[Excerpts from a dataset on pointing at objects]
▼
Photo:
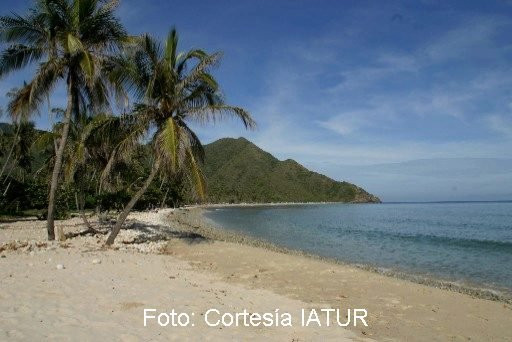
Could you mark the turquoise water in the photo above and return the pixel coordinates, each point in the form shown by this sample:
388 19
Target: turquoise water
467 243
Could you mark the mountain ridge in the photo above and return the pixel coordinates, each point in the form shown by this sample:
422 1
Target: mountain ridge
239 171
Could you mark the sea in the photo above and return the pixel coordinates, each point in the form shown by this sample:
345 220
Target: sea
468 244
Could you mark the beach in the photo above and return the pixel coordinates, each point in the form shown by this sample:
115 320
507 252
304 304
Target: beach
173 259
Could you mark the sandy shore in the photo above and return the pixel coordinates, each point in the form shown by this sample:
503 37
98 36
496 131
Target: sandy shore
176 260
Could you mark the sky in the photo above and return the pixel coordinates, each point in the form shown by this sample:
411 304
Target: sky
411 100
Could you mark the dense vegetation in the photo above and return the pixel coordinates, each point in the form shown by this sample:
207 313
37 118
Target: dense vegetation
82 46
238 171
24 185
▲
### Problem
Quote all of the entries above word for word, omitting the pictures.

### Exercise answer
Photo:
Could you mark the turquoise water in the photo above and return the pixel coordinates, each point in the form shown by this sample:
388 19
Target: turquoise water
467 243
Could you mark the mountain ridge in the photo above and return the pixel coordinates, each point in the form shown by this sample:
422 1
Target: mountain ridge
239 171
Could you mark the sea in the photo above and return the pixel coordinates, each point in the form shown by this sample:
345 220
Target: sea
468 244
Could you mark the beach in the photo above and return the pixel coordinates, each point in the form shown by this sample:
115 320
507 252
304 304
Target: beach
173 259
Could you mark the sandy shore in the photo above and return the pixel coordinates, each point in the form shown by this sample:
503 37
98 36
496 131
Target: sandy shore
176 260
Could you mark the sky in the photo above and return the pixel coordinates, each point in the form shown by this sample:
411 304
Target: sky
411 100
Could you mark the dense vegetation in the photo above and return the pixel coordinates, each point in the form shown by this sample:
207 313
37 118
Target: dense vegetation
82 46
238 171
24 185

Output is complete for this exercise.